• **What to work on**
Could you give the items again, starting at their beginning and ending at the line that contains "213;266;392;521", with "detector" swapped for "locator" and everything else unchanged?

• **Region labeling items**
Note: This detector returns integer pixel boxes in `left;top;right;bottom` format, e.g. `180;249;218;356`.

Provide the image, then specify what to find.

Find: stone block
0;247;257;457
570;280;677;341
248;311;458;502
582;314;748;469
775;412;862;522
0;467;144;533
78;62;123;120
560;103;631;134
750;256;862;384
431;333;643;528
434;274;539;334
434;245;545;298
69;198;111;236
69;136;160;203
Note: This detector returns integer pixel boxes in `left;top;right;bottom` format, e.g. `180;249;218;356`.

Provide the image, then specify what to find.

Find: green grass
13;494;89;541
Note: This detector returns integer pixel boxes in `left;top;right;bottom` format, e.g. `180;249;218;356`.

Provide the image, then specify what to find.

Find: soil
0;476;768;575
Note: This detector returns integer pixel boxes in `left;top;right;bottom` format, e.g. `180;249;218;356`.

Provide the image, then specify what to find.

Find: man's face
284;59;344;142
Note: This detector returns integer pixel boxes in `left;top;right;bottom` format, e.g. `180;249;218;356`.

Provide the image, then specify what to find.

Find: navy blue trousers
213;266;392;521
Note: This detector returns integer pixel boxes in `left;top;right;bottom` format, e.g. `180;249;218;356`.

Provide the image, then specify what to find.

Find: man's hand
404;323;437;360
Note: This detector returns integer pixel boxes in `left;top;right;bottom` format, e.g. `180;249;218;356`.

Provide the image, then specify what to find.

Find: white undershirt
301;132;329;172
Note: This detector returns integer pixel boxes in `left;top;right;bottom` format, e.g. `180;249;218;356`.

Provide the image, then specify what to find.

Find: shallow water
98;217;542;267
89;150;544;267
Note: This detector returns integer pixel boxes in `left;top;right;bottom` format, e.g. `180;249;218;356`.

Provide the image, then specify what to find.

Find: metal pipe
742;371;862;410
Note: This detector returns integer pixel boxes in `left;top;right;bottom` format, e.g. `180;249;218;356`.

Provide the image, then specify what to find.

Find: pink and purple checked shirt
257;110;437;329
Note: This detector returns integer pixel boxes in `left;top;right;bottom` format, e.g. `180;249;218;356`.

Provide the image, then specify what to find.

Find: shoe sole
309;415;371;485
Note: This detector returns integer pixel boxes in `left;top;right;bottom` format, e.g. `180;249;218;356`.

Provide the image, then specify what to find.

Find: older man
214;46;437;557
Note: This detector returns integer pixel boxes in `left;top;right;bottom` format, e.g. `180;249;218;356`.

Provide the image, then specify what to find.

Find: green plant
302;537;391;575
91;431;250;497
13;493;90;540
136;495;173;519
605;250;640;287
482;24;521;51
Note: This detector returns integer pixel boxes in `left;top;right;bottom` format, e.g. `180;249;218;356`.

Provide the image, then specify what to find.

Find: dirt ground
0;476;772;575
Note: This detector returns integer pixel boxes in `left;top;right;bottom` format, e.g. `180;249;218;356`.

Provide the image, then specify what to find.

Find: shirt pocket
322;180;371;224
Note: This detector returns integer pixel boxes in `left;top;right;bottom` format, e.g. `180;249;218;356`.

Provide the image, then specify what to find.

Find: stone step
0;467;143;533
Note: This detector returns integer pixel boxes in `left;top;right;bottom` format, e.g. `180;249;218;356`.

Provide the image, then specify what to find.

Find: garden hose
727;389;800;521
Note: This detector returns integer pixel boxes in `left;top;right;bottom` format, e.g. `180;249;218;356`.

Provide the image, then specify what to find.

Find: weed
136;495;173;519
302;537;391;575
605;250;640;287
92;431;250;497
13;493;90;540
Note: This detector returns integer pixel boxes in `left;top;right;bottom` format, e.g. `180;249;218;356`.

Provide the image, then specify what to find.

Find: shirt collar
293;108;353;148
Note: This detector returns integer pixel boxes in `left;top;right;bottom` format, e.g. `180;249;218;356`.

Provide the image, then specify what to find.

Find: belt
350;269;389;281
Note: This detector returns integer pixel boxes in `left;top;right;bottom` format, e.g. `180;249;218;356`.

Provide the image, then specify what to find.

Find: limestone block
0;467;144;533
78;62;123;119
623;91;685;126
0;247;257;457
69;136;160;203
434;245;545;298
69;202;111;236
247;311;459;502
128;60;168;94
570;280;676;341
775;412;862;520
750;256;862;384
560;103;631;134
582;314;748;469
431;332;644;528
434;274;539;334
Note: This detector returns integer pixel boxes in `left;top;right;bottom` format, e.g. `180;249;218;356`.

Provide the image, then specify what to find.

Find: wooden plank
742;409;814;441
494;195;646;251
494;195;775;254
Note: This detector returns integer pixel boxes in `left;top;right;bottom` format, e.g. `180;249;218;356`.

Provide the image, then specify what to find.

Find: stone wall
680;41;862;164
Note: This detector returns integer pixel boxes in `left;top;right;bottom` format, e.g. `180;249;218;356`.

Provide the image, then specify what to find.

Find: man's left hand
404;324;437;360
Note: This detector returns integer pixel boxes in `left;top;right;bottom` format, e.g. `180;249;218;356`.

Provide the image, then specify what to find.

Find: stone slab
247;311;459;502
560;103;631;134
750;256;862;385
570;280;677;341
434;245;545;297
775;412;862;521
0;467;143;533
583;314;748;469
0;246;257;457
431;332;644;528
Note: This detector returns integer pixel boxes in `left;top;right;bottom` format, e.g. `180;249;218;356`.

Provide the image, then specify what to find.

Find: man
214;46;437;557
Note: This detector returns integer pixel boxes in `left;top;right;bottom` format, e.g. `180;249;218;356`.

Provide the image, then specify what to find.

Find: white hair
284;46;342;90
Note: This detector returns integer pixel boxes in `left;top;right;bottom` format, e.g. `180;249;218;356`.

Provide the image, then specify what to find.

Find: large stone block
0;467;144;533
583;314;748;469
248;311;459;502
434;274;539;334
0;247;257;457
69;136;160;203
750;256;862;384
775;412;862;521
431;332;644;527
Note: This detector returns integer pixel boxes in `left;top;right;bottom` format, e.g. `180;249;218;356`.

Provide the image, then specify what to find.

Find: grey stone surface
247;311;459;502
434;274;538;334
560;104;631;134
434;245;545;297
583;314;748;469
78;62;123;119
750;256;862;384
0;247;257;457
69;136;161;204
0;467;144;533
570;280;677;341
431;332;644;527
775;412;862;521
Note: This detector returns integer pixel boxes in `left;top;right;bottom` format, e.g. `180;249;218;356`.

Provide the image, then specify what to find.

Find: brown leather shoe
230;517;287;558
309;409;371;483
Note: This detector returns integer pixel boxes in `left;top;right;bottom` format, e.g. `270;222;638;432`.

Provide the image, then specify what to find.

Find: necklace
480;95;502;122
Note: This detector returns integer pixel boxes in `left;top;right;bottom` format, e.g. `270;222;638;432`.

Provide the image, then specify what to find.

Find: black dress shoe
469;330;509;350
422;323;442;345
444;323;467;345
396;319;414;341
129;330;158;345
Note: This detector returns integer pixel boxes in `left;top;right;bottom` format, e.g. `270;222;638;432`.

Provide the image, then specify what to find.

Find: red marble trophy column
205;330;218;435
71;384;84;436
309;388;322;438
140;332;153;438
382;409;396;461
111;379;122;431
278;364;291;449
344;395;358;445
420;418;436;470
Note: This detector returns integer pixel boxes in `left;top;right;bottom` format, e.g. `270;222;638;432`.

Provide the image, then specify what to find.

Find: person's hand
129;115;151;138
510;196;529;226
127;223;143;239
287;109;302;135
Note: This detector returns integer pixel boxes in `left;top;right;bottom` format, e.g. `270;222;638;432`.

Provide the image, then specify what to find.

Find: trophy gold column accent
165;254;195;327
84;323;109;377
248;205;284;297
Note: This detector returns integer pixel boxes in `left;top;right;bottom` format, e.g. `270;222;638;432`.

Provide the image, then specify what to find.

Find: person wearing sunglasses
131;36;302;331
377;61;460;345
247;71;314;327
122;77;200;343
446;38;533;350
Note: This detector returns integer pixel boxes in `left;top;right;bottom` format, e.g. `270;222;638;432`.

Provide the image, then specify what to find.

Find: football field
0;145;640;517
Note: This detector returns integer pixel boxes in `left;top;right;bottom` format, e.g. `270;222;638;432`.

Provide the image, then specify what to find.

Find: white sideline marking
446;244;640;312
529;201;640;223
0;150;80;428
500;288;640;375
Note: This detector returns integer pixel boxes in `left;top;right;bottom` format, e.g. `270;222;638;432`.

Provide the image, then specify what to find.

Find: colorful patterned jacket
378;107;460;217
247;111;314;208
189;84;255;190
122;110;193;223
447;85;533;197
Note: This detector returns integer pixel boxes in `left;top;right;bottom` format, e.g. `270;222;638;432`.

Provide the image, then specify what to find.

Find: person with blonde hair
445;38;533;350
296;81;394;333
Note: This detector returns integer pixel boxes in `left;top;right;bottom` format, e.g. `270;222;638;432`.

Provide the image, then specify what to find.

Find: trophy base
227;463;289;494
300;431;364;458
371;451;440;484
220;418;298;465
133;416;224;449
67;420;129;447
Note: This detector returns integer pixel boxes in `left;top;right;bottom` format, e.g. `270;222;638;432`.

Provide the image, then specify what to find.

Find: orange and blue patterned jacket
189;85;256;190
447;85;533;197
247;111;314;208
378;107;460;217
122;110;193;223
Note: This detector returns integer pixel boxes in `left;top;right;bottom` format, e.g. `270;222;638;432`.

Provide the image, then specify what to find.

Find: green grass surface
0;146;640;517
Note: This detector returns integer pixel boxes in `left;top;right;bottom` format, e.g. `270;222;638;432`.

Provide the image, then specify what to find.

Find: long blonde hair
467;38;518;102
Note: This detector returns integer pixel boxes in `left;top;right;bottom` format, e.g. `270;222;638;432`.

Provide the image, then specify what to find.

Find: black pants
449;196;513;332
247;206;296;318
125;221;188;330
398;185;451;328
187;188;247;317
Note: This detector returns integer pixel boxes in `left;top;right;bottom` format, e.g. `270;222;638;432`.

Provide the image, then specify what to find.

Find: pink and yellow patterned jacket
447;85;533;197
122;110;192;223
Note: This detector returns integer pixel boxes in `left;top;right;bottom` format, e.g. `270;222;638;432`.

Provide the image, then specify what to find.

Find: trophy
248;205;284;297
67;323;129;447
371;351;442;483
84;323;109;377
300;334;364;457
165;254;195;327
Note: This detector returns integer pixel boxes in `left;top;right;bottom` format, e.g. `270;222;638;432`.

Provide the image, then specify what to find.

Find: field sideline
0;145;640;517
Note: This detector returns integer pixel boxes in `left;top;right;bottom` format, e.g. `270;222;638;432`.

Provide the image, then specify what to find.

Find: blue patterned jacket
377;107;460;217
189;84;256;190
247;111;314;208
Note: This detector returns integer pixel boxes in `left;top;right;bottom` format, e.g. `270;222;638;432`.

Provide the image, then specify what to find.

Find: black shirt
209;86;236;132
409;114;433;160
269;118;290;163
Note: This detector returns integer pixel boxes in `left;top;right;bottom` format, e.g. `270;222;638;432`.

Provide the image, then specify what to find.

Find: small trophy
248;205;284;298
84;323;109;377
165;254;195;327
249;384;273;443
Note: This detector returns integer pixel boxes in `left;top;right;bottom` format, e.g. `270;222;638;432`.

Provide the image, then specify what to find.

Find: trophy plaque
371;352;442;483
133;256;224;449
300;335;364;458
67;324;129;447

• **Exercise response**
Note: This locator returns integer pixel boxes in `left;top;right;bottom` format, e.g. `180;249;218;356`.

Provide the image, then specify what to find.

Find: stone block
0;247;257;457
570;280;677;341
248;311;458;502
582;314;748;469
775;412;862;522
0;467;144;533
78;62;123;120
560;103;631;134
750;256;862;384
431;333;643;528
434;274;539;334
434;245;545;298
69;198;111;236
69;136;160;203
Note: This locator returns integer pixel boxes in `left;top;right;bottom` format, e.g. `180;249;218;356`.

Provide the image, then specify what to find.

Find: green grass
13;494;89;541
Note: This locator returns integer pixel boxes in `left;top;right;bottom` format, e.g. `180;249;218;356`.

Provide the image, then specify what to find.

Find: soil
0;476;768;575
Note: This locator returns integer pixel boxes in `left;top;right;bottom` format, e.g. `180;249;218;356`.

Provide the image, then specify what to find.

Find: man's face
284;59;344;142
Note: This locator returns integer pixel boxes in `left;top;right;bottom` format, e.g. `180;249;218;356`.

Provide the image, then specify what to find.

Find: navy blue trousers
213;266;392;521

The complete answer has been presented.